[Task goal]: Rewrite the rows below with every "pixel-level" swapped for "pixel-accurate" and everything else left unchanged. Leave the picture out of your answer.

[Source data]:
[start]

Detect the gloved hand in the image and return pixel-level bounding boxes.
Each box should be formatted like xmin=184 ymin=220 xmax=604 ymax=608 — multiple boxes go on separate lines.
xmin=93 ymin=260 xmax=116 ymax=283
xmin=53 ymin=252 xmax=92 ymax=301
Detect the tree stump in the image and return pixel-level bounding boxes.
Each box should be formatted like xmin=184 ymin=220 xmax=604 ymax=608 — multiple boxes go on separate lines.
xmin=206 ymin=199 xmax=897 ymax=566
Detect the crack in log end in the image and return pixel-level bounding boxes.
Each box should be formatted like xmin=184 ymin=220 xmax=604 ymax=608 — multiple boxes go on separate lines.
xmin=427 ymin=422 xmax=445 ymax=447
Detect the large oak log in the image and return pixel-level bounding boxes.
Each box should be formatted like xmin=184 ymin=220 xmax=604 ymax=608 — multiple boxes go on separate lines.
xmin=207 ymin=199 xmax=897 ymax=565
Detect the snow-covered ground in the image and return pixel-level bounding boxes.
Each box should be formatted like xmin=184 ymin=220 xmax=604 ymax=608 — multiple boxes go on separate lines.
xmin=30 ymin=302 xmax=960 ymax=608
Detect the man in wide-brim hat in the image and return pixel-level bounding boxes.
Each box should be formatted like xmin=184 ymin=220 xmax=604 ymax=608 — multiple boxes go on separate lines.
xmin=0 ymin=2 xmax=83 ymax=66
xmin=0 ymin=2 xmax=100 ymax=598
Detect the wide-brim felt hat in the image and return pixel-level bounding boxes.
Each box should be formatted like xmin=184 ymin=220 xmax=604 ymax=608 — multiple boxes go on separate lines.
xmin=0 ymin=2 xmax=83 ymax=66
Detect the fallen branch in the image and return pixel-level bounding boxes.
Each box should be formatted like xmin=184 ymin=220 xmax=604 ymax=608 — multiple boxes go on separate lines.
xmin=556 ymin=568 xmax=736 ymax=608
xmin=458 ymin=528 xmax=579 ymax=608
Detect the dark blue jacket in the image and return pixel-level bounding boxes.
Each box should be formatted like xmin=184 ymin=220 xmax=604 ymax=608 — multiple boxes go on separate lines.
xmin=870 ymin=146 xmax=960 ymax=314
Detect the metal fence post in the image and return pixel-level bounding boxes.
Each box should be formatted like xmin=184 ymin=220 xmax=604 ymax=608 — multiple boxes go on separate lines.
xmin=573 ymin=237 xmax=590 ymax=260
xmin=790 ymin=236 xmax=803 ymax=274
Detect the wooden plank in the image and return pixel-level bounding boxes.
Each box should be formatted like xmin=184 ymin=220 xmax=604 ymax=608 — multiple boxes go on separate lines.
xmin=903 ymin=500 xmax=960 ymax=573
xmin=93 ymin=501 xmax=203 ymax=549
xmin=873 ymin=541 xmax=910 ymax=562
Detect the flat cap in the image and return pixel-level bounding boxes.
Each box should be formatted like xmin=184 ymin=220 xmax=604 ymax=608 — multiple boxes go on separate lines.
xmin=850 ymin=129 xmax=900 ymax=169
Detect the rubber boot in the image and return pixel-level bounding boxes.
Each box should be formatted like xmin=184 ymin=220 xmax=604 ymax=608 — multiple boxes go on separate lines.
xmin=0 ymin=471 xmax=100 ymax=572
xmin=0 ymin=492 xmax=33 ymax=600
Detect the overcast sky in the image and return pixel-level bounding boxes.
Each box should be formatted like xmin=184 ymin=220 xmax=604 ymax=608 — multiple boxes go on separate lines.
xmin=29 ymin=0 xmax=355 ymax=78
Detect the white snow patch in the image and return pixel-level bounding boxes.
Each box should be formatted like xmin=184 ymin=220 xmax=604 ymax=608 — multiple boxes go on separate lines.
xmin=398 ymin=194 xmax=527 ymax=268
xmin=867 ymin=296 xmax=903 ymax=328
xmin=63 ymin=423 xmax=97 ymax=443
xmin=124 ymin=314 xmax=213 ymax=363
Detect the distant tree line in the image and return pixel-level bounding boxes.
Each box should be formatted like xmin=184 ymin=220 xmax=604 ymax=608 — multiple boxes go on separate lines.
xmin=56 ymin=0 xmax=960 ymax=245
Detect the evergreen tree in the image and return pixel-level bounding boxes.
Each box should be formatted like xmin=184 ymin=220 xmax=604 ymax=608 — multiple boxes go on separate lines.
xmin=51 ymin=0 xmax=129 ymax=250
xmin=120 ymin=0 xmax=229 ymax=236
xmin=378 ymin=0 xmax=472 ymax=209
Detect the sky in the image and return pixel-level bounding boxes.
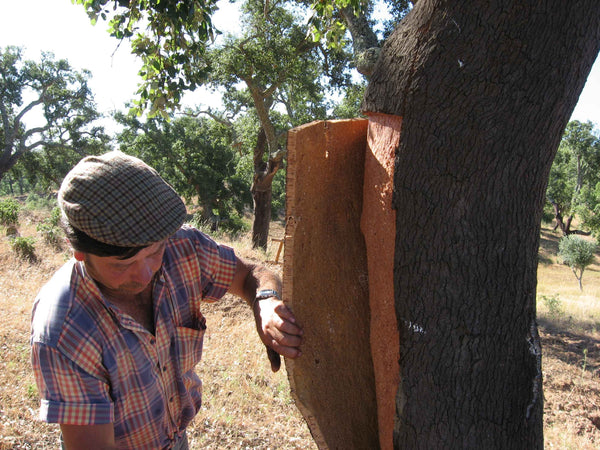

[end]

[Solution]:
Detect the gloved hand in the image and return pixel-accurate bounding boxes.
Each box should be formatted like xmin=184 ymin=220 xmax=604 ymax=608 — multiple boxes go on separate lines.
xmin=93 ymin=260 xmax=116 ymax=283
xmin=53 ymin=252 xmax=92 ymax=301
Detect the tree stump in the image and return pixel-accurate bounding boxes.
Each box should be formatted like xmin=184 ymin=220 xmax=604 ymax=608 — multiple boxes go on separate lines.
xmin=206 ymin=199 xmax=897 ymax=566
Detect the crack in log end in the image and return pixel-accurate bounding boxes.
Each box should be formatted like xmin=184 ymin=220 xmax=604 ymax=608 — multiple boxes go on separate lines.
xmin=427 ymin=422 xmax=445 ymax=447
Detect the large oak log in the image and return pixel-accurate bounding boxes.
Each box should be formatted like xmin=184 ymin=220 xmax=604 ymax=608 — multiple boxes go on separate lines.
xmin=207 ymin=199 xmax=897 ymax=565
Detect the snow-covered ground in the image and return pixel-accurate bounding boxes.
Each box should be formatted like xmin=184 ymin=220 xmax=604 ymax=608 — multiple boxes go on separate lines.
xmin=30 ymin=302 xmax=960 ymax=608
Detect the man in wide-brim hat in the image and return pixel-accurate bounding boxes.
Each box should be formatted like xmin=184 ymin=220 xmax=604 ymax=608 — multiple boxes go on separate lines.
xmin=0 ymin=2 xmax=83 ymax=66
xmin=0 ymin=2 xmax=100 ymax=598
Detect the wide-brim felt hat in the image and return pixel-accurate bounding boxes.
Each box should be formatted like xmin=184 ymin=220 xmax=604 ymax=608 — multiple boxes go on separate lines.
xmin=0 ymin=2 xmax=83 ymax=66
Detect the fallen branch in the image and return pixel-accurate bounding boxes.
Each box should be formatted like xmin=184 ymin=220 xmax=604 ymax=608 — multiple boxes go on separate lines.
xmin=556 ymin=568 xmax=736 ymax=608
xmin=458 ymin=528 xmax=579 ymax=608
Detect the dark blue jacket in the image and return pixel-accurate bounding boxes.
Each box should be formatted like xmin=184 ymin=220 xmax=604 ymax=608 — multiple boxes go on separate lines.
xmin=870 ymin=146 xmax=960 ymax=314
Detect the metal fence post in the image and return pixel-accurate bounding boxes.
Each box should be formatted like xmin=184 ymin=220 xmax=604 ymax=608 — multiple boxes go on separate lines.
xmin=573 ymin=237 xmax=590 ymax=260
xmin=790 ymin=236 xmax=803 ymax=274
Detect the wooden plank in the image and return pixel-accurate bounding boxes.
Each box should be formatted like xmin=184 ymin=220 xmax=604 ymax=608 — multiple boxes go on separate lines.
xmin=903 ymin=500 xmax=960 ymax=573
xmin=93 ymin=501 xmax=203 ymax=549
xmin=873 ymin=541 xmax=910 ymax=562
Detect the flat cap in the image and return pixel-accurate bounding boxes.
Each box should be formatted like xmin=184 ymin=220 xmax=604 ymax=608 — multiple boxes go on separate lines.
xmin=850 ymin=129 xmax=900 ymax=169
Detect the rubber boot in the image and return pixel-accurate bounding boxes.
Each box should be formatted like xmin=184 ymin=220 xmax=604 ymax=608 — multiple boxes go on separate lines.
xmin=0 ymin=471 xmax=100 ymax=572
xmin=0 ymin=492 xmax=33 ymax=600
Detect the overcast sky in the image and return pixel-accurate bounding boxes.
Each box should be formatted like xmin=184 ymin=220 xmax=604 ymax=608 — multiple boxes go on separate lines.
xmin=29 ymin=0 xmax=355 ymax=78
Detect the white snow patch in the image and return pixel-accurate bounding boxes.
Each box should be formatted like xmin=184 ymin=220 xmax=604 ymax=608 — multiple boxes go on separate lines.
xmin=398 ymin=194 xmax=527 ymax=268
xmin=867 ymin=296 xmax=903 ymax=328
xmin=63 ymin=423 xmax=97 ymax=443
xmin=124 ymin=314 xmax=213 ymax=363
Detect the distant tree line in the image and return pixel-accurate bounding boxes.
Each box should be formatted like xmin=184 ymin=220 xmax=604 ymax=608 — multiple boxes go on separate lines.
xmin=56 ymin=0 xmax=960 ymax=245
Detect the evergreen tree in the image and return pixel-accurate bounding boxes.
Each box should be formatted like xmin=184 ymin=220 xmax=604 ymax=608 — multiple boxes go on separate lines.
xmin=51 ymin=0 xmax=129 ymax=250
xmin=120 ymin=0 xmax=229 ymax=236
xmin=378 ymin=0 xmax=472 ymax=209
Detect the sky in the image and return pixel-accurate bounding boxes.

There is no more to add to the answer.